» Passage for review
======
The UK’s ‘Prime Minister’ stood up in Parliament today and stated that “Provided the current encouraging trends in the data continue“, Covid-19 restrictions in England would be lifted by the end of the month. At Intelligent Reality, we’re not entirely sure to which data he refers – possibly those from his home dimension? In looking at the published official data, we’re coming to rather different conclusions.
We take that data, normalise it to remove the rolling discrepancies in the reporting of recent cases, and then run it through our data-driven analytic software to create daily status reports and 28-day forecasts for the pandemic in the UK as a whole, for individual countries, English regions and all local authorities.
Now forecasts are just that and, as anyway who has ever believed a weather forecast knows, can be wrong. But we do hindcast our forecasts to track their accuracy, and we find that we’re usually in the range of 74-82% on a 28-day outlook, in terms of the actual outcomes being within our forecast margins of error.
And, in terms of case loads, we are now forecasting as follows:
- Northern Ireland: cases bottoming out around 22nd Feb at c.2,200/day, with the R number rising above 1.0 by about the 25th as cases rise again.
- Scotland: bottomed out on 5 Feb at 3,200 cases, at a rolling weekly rate of 422, with numbers already rising and the R number rising through 1.0 as of today (9 February).
- Wales: Looks to bottom out around 25 February, at 1,250 daily cases, rising slightly to an R number of 1.0 by 1 March
- England: appears to be bottoming out today (9 February) at 66,250 cases, with the R number climbing back to 1.0 by 13 February.
======
» Recorded information
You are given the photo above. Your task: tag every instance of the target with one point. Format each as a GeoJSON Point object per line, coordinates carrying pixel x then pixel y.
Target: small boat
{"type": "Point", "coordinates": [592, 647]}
======
» Task
Using the Covid-19 forecast text, answer these questions:
1. On a 28-day outlook, what accuracy range do the forecasts usually reach?
2. On what date did Scotland bottom out, and at how many cases?
3. At what daily case figure does England appear to be bottoming out?

» Written reply
1. 74-82%
2. 5 February, at 3,200 cases
3. 66,250 cases